→ **TÂCHE COURTE 1**
Expliquez, d'après l'extrait sur les Manchots Barjots, pourquoi la demande de rencontre avec le jeune auteur est venue d'une autre personne et pourquoi elle a été acceptée.
→ **TÂCHE COURTE 2**
Citez l'extrait sur les Manchots Barjots en commençant par « Editeur: Bombyx » et en poursuivant jusqu'à « c’est fou, non ? ».
→ **TÂCHE COURTE 3**
Selon l'extrait sur les Manchots Barjots, dans quelle ville a eu lieu la toute première rencontre avec Matthieu Lanvin ?

→ **EXTRAIT**

◆ ◆ ◆ ◆ ◆ ◆ ◆

Editeur: Bombyx
Date de sortie: Février 2016
Auteurs: Bruno Cathala & Matthieu Lanvin
Illustrateur: Rémy Tornior
Nombre de joueurs: 2 à 5
Durée: 20 minutes environ
Age: à partir de 10 ans
ça y est… Les Manchots Barjots sont sur le point de commencer leur invasion. Mais avant de vous parler de ce petit jeu tout mimi dans sa boite métal, je vais commencer par vous présenter mon co-auteur, Matthieu Lanvin.
Lanvin, c’est fou, non ?
Nous nous sommes rencontrés la tout première fois à Essen, il y a… je ne sais pas.. 3 ou 4 ans. Je logeais à l’hôtel Bredenney, un hôtel réputé pour sa colonie francophone, son célèbre « Bredenney burger », son incroyable serveur multi-langue parlant un français parfait et sa grande salle avec tables et chaises permettant d’accueillir les joueurs et de découvrir les jeux sorties sur le salon, ainsi que les prototypes des acteurs trainant dans le coin.
Ce soir là, donc, je venais de faire découvrir un de mes prototypes à un groupe de français lorsque quelqu’un bien me voir pour me demander si j’accepterai d’aller rencontrer un jeune auteur présent sur une autre table, venant pour la 1ere fois avec son prototype, et qui n’osait pas venir me le demander lui-même. Difficile de dire non, lorsque c’est demandé gentiment. Et me voilà à discuter pour la toute première fois avec Matthieu.

◆ ◆ ◆ ◆ ◆ ◆ ◆

→ **LISTE DES DONNÉES**
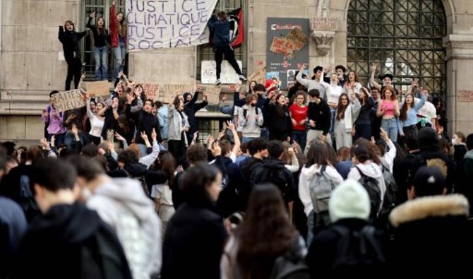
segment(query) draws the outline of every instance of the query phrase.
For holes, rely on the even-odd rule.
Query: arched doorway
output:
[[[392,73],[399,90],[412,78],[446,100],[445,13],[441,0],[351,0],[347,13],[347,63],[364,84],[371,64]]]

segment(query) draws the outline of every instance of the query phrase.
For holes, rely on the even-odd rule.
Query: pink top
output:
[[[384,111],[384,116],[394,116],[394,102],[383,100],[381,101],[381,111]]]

◆ ◆ ◆ ◆ ◆ ◆ ◆

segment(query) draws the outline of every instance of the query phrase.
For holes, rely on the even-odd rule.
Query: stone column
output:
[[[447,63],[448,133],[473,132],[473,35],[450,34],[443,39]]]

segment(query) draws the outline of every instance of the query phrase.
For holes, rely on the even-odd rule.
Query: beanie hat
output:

◆ ◆ ◆ ◆ ◆ ◆ ◆

→ **BONNE RÉPONSE 1**
Le jeune auteur, venu pour la première fois avec son prototype, n'osait pas faire la demande lui-même, si bien que quelqu'un d'autre s'en est chargé. La demande a été acceptée parce qu'il est difficile de dire non lorsque c'est demandé gentiment.

→ **BONNE RÉPONSE 2**
Editeur: Bombyx
Date de sortie: Février 2016
Auteurs: Bruno Cathala & Matthieu Lanvin
Illustrateur: Rémy Tornior
Nombre de joueurs: 2 à 5
Durée: 20 minutes environ
Age: à partir de 10 ans
ça y est… Les Manchots Barjots sont sur le point de commencer leur invasion. Mais avant de vous parler de ce petit jeu tout mimi dans sa boite métal, je vais commencer par vous présenter mon co-auteur, Matthieu Lanvin.
Lanvin, c’est fou, non ?

→ **BONNE RÉPONSE 3**
À Essen.